- [DATA FOR THE TASK]
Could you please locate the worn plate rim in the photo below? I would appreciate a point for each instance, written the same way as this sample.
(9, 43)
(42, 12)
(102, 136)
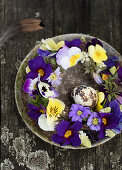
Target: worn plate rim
(63, 36)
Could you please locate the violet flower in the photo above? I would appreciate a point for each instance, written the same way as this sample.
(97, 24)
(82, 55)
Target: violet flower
(119, 99)
(30, 85)
(111, 61)
(78, 112)
(67, 134)
(97, 78)
(93, 42)
(35, 112)
(38, 65)
(43, 53)
(73, 43)
(110, 120)
(55, 77)
(94, 121)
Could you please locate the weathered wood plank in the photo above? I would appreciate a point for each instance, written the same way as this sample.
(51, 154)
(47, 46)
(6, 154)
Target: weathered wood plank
(99, 18)
(21, 148)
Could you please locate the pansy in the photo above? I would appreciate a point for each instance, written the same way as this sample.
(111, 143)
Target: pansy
(111, 61)
(54, 109)
(30, 85)
(68, 57)
(46, 90)
(97, 53)
(38, 66)
(42, 122)
(73, 43)
(55, 77)
(67, 134)
(35, 111)
(101, 97)
(43, 53)
(94, 121)
(85, 141)
(109, 133)
(94, 42)
(97, 78)
(119, 99)
(110, 120)
(49, 44)
(78, 112)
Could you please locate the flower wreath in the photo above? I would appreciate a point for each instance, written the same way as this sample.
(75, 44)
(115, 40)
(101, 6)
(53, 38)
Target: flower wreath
(91, 117)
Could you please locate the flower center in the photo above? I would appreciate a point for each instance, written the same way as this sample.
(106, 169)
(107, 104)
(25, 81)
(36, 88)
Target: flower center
(79, 112)
(95, 121)
(42, 111)
(98, 54)
(41, 72)
(104, 121)
(54, 110)
(44, 89)
(74, 59)
(53, 76)
(68, 134)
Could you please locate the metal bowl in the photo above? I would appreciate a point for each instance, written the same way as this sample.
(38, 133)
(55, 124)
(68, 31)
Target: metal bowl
(22, 98)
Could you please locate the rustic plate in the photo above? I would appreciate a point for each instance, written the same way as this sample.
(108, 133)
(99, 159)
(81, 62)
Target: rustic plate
(22, 98)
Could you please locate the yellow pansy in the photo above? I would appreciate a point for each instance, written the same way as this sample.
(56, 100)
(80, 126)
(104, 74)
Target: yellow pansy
(27, 69)
(101, 97)
(54, 109)
(49, 44)
(97, 53)
(105, 76)
(113, 70)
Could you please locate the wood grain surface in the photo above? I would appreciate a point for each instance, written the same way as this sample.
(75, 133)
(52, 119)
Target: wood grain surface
(20, 148)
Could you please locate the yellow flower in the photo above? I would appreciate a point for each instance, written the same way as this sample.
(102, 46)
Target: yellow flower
(49, 44)
(97, 53)
(27, 69)
(85, 141)
(109, 133)
(54, 109)
(105, 76)
(101, 97)
(113, 70)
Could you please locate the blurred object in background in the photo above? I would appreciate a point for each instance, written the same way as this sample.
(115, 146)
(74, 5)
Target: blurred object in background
(25, 25)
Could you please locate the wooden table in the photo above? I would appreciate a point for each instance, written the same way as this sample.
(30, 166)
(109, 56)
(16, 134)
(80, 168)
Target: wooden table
(20, 148)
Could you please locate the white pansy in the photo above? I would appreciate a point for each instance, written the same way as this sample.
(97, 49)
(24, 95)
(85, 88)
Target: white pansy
(100, 66)
(105, 110)
(42, 122)
(84, 57)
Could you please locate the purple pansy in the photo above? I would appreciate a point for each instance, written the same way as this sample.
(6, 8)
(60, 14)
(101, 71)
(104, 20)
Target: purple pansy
(67, 134)
(35, 111)
(117, 112)
(55, 77)
(119, 99)
(110, 120)
(38, 66)
(30, 85)
(43, 53)
(97, 78)
(111, 61)
(78, 112)
(94, 121)
(73, 43)
(120, 73)
(93, 42)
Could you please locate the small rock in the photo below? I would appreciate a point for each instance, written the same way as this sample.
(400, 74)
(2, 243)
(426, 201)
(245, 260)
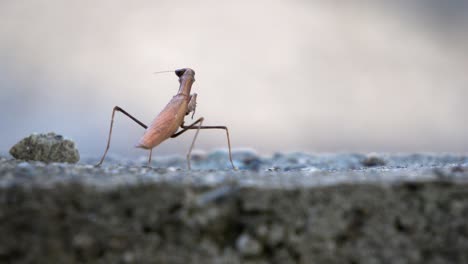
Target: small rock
(47, 148)
(248, 246)
(373, 161)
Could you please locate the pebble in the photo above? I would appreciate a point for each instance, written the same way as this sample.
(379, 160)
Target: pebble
(46, 148)
(248, 246)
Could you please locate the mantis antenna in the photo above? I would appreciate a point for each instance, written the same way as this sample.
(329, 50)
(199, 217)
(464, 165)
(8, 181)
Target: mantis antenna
(162, 72)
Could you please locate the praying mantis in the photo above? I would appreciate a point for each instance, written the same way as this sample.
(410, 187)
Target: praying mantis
(170, 119)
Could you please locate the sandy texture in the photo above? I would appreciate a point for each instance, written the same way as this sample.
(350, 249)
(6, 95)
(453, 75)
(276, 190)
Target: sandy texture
(340, 208)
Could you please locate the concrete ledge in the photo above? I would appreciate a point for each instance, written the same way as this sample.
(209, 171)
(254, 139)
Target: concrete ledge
(78, 221)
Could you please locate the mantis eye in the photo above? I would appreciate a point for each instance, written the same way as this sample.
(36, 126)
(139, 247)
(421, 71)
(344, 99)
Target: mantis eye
(180, 72)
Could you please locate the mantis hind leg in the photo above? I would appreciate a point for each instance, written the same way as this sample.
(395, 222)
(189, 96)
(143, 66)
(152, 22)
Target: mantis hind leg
(199, 127)
(117, 108)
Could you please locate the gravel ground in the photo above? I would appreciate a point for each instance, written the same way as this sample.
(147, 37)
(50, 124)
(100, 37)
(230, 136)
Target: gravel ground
(287, 208)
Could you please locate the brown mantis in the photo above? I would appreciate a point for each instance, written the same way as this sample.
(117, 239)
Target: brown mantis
(166, 124)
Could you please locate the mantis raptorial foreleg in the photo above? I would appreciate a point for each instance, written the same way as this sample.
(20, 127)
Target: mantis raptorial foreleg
(192, 105)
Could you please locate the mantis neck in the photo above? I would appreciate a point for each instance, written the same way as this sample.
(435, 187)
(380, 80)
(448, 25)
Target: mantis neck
(185, 85)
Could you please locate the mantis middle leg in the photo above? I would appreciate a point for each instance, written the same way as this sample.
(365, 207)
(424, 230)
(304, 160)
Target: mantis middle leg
(117, 108)
(194, 126)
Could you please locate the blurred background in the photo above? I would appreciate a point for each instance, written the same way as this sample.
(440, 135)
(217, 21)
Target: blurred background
(315, 76)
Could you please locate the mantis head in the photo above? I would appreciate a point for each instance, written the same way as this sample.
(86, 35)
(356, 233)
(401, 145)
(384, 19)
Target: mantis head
(184, 72)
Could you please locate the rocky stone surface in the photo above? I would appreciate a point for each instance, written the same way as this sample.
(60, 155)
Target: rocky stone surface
(289, 208)
(48, 147)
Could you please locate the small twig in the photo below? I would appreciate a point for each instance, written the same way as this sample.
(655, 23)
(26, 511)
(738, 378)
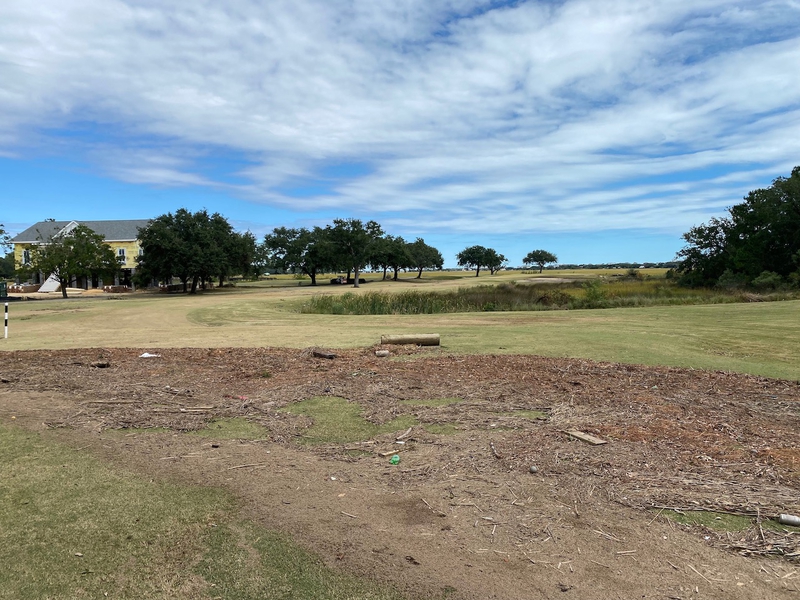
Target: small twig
(654, 518)
(699, 573)
(494, 450)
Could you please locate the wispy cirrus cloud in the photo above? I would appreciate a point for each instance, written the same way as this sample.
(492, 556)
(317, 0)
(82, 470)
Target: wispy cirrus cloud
(491, 116)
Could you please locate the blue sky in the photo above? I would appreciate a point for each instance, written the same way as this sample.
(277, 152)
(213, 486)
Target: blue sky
(600, 131)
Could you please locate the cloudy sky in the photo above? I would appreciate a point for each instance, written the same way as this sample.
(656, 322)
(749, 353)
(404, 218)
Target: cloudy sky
(600, 130)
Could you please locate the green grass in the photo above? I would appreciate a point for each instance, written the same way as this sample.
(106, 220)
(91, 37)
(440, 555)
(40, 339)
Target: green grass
(248, 563)
(135, 537)
(756, 337)
(236, 428)
(71, 527)
(514, 296)
(712, 520)
(723, 521)
(337, 421)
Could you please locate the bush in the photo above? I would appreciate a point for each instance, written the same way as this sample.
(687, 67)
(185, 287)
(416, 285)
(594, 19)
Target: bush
(768, 280)
(731, 281)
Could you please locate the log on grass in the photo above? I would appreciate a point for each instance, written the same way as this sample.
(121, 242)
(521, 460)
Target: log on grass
(420, 339)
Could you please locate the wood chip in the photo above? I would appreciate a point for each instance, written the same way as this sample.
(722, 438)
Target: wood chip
(586, 437)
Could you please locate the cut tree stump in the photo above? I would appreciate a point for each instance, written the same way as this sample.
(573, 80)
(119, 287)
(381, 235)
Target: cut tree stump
(420, 339)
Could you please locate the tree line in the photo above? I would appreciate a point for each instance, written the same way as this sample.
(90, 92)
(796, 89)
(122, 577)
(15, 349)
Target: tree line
(756, 244)
(198, 248)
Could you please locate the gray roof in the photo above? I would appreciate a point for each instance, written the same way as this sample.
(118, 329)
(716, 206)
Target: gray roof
(112, 231)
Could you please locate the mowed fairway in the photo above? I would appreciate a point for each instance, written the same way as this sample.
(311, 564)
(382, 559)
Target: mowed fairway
(756, 338)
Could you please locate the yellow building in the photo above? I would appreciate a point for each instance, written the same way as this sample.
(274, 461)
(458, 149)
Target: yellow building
(122, 236)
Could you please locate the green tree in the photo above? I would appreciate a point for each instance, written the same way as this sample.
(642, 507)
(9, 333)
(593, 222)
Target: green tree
(540, 258)
(473, 256)
(5, 239)
(425, 256)
(391, 252)
(194, 247)
(494, 261)
(75, 253)
(760, 234)
(6, 262)
(354, 242)
(298, 250)
(7, 267)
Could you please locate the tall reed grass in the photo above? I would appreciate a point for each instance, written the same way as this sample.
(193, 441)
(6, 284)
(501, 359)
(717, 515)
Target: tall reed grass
(527, 297)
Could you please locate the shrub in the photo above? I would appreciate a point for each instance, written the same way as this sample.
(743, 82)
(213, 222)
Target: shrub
(768, 280)
(731, 281)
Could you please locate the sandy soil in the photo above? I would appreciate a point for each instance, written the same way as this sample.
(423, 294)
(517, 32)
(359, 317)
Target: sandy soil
(461, 515)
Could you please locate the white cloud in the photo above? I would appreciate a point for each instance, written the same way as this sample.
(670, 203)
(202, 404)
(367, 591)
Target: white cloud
(533, 116)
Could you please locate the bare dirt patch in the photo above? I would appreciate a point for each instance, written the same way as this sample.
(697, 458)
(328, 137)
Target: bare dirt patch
(461, 516)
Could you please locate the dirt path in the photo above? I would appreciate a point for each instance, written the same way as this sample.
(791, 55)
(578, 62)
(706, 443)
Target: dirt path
(461, 515)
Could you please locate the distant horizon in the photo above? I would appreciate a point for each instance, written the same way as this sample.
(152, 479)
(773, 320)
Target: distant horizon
(596, 131)
(449, 265)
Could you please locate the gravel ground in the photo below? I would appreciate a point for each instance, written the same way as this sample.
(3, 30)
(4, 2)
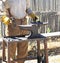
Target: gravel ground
(52, 59)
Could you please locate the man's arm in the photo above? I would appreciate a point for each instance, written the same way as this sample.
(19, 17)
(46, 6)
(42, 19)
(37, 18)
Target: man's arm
(30, 12)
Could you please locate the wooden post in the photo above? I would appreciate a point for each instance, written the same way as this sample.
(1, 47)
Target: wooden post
(38, 51)
(8, 53)
(3, 51)
(45, 50)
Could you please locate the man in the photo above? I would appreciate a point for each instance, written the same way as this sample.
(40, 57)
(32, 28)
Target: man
(18, 9)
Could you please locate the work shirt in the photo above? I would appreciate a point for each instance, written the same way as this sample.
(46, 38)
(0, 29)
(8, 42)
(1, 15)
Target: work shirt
(17, 7)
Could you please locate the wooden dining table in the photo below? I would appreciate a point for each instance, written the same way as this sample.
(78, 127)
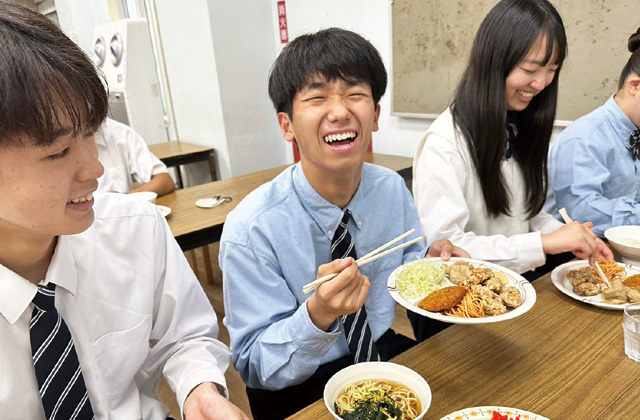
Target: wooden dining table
(194, 227)
(563, 359)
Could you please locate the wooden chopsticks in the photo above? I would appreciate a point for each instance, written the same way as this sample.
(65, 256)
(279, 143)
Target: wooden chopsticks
(370, 257)
(567, 219)
(565, 215)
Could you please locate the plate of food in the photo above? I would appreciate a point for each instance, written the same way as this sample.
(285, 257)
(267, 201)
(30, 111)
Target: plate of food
(493, 413)
(580, 281)
(461, 290)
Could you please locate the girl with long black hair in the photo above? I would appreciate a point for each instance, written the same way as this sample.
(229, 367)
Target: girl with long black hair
(480, 174)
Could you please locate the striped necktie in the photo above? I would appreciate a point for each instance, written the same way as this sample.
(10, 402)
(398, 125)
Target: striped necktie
(356, 326)
(634, 143)
(62, 388)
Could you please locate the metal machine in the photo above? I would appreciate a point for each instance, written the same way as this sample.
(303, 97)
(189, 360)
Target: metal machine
(123, 51)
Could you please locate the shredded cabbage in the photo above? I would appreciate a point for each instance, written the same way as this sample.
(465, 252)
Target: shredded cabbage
(419, 279)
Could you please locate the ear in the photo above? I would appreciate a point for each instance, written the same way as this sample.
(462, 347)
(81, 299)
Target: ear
(286, 125)
(633, 84)
(376, 118)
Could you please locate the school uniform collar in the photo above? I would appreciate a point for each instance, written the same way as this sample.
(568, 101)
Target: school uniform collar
(16, 292)
(622, 125)
(327, 215)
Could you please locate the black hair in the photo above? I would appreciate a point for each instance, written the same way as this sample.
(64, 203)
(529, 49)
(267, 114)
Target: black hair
(332, 53)
(633, 64)
(45, 79)
(479, 108)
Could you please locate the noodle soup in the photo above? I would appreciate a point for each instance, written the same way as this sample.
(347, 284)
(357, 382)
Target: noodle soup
(373, 398)
(377, 381)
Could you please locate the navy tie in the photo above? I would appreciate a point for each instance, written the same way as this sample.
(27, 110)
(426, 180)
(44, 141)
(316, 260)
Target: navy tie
(634, 143)
(62, 388)
(356, 326)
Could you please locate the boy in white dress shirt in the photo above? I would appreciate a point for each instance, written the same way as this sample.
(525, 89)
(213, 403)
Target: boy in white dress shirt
(96, 300)
(127, 159)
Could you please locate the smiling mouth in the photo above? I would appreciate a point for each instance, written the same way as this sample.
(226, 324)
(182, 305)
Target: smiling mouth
(81, 199)
(525, 94)
(340, 138)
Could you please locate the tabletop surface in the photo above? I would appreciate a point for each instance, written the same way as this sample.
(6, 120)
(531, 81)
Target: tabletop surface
(188, 219)
(173, 148)
(563, 359)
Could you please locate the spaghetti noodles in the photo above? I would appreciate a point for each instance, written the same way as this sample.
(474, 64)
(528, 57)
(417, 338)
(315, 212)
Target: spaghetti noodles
(470, 307)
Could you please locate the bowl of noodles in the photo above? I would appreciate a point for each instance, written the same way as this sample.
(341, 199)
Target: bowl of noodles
(626, 241)
(380, 390)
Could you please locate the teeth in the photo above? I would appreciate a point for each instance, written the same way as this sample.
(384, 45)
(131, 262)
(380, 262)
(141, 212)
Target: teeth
(342, 136)
(525, 94)
(81, 199)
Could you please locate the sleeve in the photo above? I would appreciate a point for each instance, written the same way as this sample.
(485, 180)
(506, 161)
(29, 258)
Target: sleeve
(184, 333)
(439, 181)
(578, 171)
(275, 344)
(142, 162)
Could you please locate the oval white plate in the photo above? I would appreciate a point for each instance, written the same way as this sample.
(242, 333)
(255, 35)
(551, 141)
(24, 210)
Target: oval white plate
(526, 290)
(485, 413)
(164, 210)
(560, 280)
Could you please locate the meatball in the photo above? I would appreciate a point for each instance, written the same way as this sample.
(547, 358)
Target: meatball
(494, 284)
(511, 297)
(483, 292)
(459, 271)
(586, 289)
(633, 294)
(479, 275)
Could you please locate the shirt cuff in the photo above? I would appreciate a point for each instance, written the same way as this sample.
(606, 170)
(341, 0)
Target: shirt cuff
(310, 339)
(195, 379)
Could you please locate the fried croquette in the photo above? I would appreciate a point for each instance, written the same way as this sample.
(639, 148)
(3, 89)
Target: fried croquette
(442, 299)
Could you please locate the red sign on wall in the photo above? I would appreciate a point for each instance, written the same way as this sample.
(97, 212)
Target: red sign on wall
(282, 22)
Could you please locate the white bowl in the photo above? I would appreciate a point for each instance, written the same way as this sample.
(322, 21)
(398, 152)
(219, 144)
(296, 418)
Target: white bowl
(625, 240)
(377, 370)
(149, 196)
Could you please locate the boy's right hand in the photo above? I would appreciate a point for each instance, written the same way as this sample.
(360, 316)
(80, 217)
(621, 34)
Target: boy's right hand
(342, 295)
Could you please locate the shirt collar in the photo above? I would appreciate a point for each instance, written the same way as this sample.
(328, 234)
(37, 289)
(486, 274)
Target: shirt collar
(326, 215)
(16, 292)
(622, 125)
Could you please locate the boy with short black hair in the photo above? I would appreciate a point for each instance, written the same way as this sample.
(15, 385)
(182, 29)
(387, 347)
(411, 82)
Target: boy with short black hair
(314, 219)
(96, 300)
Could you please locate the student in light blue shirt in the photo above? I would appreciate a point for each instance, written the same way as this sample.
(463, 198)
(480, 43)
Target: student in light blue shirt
(594, 170)
(286, 344)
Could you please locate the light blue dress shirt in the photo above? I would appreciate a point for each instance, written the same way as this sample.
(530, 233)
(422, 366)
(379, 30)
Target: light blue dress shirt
(592, 172)
(272, 245)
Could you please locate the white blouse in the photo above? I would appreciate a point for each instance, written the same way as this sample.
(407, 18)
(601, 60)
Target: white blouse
(448, 195)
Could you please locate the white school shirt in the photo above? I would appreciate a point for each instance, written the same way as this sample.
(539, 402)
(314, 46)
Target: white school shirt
(448, 195)
(125, 156)
(135, 311)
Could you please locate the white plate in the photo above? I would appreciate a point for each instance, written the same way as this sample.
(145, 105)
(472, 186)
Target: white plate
(485, 413)
(560, 280)
(166, 211)
(526, 290)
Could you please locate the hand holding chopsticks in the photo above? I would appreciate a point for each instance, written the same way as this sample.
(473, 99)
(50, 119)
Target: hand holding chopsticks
(370, 257)
(565, 215)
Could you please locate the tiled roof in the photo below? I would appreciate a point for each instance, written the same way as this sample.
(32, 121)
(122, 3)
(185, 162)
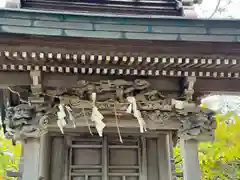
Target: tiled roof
(117, 27)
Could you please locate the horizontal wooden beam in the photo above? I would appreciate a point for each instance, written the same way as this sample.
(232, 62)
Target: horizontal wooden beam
(108, 46)
(161, 84)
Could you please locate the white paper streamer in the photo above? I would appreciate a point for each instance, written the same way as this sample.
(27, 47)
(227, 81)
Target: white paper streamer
(97, 117)
(136, 113)
(69, 111)
(61, 122)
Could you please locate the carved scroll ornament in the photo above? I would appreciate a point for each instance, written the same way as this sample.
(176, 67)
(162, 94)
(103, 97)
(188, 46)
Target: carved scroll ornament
(98, 100)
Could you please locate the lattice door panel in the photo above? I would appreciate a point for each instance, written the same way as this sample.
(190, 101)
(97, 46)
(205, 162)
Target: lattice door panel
(86, 161)
(105, 159)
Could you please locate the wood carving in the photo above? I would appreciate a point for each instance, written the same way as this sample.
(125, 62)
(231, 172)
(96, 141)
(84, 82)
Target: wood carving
(120, 98)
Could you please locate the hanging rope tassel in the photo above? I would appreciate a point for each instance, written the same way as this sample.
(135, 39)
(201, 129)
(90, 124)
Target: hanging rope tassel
(97, 117)
(136, 113)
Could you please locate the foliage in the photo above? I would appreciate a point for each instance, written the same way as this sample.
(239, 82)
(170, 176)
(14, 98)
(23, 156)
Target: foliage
(9, 156)
(220, 159)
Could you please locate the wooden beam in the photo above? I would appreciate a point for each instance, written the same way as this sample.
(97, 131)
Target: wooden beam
(191, 167)
(164, 157)
(217, 49)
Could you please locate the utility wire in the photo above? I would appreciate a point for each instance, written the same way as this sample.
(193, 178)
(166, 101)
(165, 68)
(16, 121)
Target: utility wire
(216, 9)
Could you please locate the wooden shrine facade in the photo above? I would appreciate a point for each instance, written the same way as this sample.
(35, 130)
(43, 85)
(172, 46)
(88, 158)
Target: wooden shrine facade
(123, 87)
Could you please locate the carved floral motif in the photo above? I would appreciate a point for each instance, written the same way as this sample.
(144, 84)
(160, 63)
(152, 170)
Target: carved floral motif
(111, 98)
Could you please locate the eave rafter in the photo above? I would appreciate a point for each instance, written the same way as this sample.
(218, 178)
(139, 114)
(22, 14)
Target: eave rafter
(85, 63)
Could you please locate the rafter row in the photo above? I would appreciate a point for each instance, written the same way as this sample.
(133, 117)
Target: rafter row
(81, 59)
(118, 71)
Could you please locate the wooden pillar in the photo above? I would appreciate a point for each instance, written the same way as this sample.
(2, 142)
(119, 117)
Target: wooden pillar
(164, 157)
(44, 163)
(191, 167)
(57, 158)
(35, 160)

- [TASK] From the data, list each line in which the string "below" appears.

- [RESPONSE TO THE EXERCISE]
Could you please locate the worn plate rim in the photo below? I would appreciate a point for each instance, written the same way as this sample.
Could you please locate the small rock in the photo below? I would appreciate a point for each instance, written the same way as this sample.
Could you please locate the small twig in the photo below? I would appreciate a point for each instance, written the same way as this sample.
Could you please locate the gravel ground in the photo below? I would appreciate a point for each instance, written the same way as this sample.
Could you please locate the wooden dining table in the photo below? I would appreciate a point for each instance, written the same way as this sample.
Could you please locate the tiled roof in the photo below? I would appreciate a point for each instance, written the same way as this sample.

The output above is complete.